To do:
(a) Answer these questions about the passage on Golitsyn:
(i) In what year was he created a boyar?
(ii) Who superseded him in the Volgan provinces in 1707?
(iii) What dish had Golitsyn and Matveev long wanted to try?
(b) In the passage on Golitsyn, rewrite the part that opens with the words "As was common" and closes with "with great dignity.", putting "dinner" in place of "banquet".

Passage to read:
In 1690 he was created a boyar and shared with Lev Naryshkin, Peter's uncle, the conduct of home affairs. After the death of the tsaritsa Natalia, Peter's mother, in 1694, his influence increased still further. The estate Bolshiye Vyazyomy was given to him; since then Vyazyomy remained the ancestral estate of the Golitsyns, although Boris rarely came to Vyazyomy preferring to live at the Dubrovitsy estate (near Podolsk), which came from his wife's family. From 1690 to 1704, in the Dubrovitsy estate, he led the construction of a stone Church of the Theotokos of the Sign. His son Vasily (1681-1710) inherited the estate.

He accompanied Peter to the White Sea (1694–1695); he took part in the Azov campaign (1695); and was one of the triumvirate who ruled Russia during Peters first foreign tour (1697–1698) to Holland and England. The Astrakhan rebellion (1706), which affected all the districts under his government, shook Peter's confidence in him, and seriously impaired his position. In 1707 he was superseded in the Volgan provinces by Andrei Matveev. A year before his death he entered a monastery.

As was common in late 17th century Russia, Golitsyn supported Westernism. In many respects he was regarded as in advance of his time. He was well educated, spoke Latinfluently, frequented the society of scholars and had his children educated according to European models. Yet his frequent drunkenness and perceived rudeness by intruding the hospitality of wealthy foreigners lost him the respect Peter the Great, despite his previous services.

The Polish diplomat Foy de la Neuville visited Moscow at the end of 1689 and hosted a banquet for two Russian nobles, Golitsyn and Matveev, who had long wanted to try French roast. Both nobles were so pleased with this meal that they sent several plates to their wives. Three days after this banquet, Matveev invited Foy de la Neuville to dine at his house, where Neuville was received with great dignity.

The data:
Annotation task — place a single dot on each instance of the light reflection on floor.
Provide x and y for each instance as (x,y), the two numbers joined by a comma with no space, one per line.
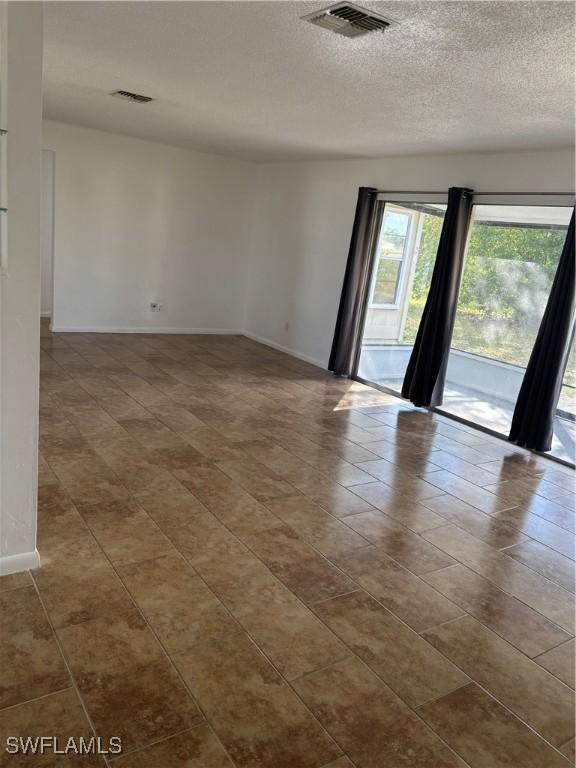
(496,415)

Exercise results:
(a)
(i) 1690
(ii) Andrei Matveev
(iii) French roast

(b)
As was common in late 17th century Russia, Golitsyn supported Westernism. In many respects he was regarded as in advance of his time. He was well educated, spoke Latinfluently, frequented the society of scholars and had his children educated according to European models. Yet his frequent drunkenness and perceived rudeness by intruding the hospitality of wealthy foreigners lost him the respect Peter the Great, despite his previous services.

The Polish diplomat Foy de la Neuville visited Moscow at the end of 1689 and hosted a dinner for two Russian nobles, Golitsyn and Matveev, who had long wanted to try French roast. Both nobles were so pleased with this meal that they sent several plates to their wives. Three days after this dinner, Matveev invited Foy de la Neuville to dine at his house, where Neuville was received with great dignity.